Goal - Gather every line of the rows below that contains the word "roof", matching case exactly.

Extracted material -
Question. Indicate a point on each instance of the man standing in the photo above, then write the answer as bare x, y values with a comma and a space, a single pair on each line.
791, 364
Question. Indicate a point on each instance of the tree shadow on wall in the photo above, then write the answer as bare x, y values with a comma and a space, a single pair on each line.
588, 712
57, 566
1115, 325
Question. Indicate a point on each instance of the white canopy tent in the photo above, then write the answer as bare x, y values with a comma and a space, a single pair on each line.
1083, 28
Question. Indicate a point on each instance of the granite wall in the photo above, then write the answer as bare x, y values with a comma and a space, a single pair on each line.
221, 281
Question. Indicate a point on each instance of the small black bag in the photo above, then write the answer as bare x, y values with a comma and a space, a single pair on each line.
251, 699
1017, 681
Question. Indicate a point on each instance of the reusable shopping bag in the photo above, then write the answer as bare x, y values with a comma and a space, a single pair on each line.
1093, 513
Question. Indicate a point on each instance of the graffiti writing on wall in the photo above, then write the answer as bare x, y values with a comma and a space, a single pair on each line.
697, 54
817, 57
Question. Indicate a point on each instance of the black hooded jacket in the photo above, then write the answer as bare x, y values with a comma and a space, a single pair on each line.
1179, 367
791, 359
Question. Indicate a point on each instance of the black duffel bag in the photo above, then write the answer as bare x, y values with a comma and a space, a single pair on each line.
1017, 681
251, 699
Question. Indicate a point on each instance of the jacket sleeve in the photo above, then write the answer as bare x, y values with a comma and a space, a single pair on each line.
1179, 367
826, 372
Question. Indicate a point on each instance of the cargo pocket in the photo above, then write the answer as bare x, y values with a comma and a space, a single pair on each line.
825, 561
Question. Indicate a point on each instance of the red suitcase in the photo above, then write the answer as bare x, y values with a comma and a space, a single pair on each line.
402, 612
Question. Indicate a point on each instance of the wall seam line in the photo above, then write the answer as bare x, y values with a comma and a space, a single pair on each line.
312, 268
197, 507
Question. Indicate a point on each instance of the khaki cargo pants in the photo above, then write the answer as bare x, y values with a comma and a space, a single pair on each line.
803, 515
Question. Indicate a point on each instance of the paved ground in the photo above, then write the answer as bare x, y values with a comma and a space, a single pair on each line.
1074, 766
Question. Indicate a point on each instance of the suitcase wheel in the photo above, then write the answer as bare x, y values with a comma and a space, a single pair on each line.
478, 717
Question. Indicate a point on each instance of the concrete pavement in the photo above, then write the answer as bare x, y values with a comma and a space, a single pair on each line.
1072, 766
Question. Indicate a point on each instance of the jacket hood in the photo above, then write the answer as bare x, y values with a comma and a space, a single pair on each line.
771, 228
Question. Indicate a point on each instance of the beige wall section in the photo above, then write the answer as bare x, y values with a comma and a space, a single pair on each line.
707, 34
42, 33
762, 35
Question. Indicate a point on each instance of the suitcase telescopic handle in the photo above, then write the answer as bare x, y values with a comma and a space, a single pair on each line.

---

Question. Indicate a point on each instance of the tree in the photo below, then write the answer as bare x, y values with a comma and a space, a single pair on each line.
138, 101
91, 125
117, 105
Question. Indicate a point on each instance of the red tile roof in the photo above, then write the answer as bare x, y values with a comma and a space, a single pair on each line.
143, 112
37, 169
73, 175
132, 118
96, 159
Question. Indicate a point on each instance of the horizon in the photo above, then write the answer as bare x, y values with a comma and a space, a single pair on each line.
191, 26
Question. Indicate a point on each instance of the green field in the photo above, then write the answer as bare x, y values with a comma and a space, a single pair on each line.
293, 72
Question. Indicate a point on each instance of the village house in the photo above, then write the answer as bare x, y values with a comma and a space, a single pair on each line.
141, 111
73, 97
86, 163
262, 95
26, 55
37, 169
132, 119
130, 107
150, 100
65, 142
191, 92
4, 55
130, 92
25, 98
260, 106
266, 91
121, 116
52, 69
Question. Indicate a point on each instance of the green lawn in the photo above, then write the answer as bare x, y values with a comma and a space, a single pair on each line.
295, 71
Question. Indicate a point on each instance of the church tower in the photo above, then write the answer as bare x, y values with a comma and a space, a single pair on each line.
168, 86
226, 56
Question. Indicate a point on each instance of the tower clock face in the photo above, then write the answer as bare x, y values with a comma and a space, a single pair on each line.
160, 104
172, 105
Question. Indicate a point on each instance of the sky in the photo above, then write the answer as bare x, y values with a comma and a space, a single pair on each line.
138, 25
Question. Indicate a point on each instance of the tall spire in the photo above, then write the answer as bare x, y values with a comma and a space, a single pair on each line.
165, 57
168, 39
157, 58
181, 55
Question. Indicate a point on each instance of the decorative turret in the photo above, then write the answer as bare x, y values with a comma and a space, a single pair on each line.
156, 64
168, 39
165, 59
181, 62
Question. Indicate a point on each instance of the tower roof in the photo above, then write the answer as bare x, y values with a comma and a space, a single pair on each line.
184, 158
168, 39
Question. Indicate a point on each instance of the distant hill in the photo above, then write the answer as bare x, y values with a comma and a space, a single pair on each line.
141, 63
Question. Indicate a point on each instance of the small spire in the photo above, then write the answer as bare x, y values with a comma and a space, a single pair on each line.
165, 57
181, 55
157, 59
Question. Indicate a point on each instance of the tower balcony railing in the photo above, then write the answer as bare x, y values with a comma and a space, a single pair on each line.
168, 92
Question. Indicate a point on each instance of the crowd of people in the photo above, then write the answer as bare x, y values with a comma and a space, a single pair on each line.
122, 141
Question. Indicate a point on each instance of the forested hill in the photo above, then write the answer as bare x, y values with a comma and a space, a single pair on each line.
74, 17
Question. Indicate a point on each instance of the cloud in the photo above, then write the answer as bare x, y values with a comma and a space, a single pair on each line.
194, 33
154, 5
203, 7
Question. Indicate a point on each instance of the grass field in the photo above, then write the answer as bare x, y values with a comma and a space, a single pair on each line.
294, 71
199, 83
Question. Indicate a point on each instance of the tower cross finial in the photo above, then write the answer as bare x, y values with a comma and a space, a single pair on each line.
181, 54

Answer below -
Question. Indicate a point on each instance of the red tile roof in the photo above, then write the answer as bare x, y values with a comma and a space, a single pair on each line.
Question. Indicate a point on each instance of the tower roof in the photo above, then write the answer as bare x, y values with a comma and a space, a single pair on each line.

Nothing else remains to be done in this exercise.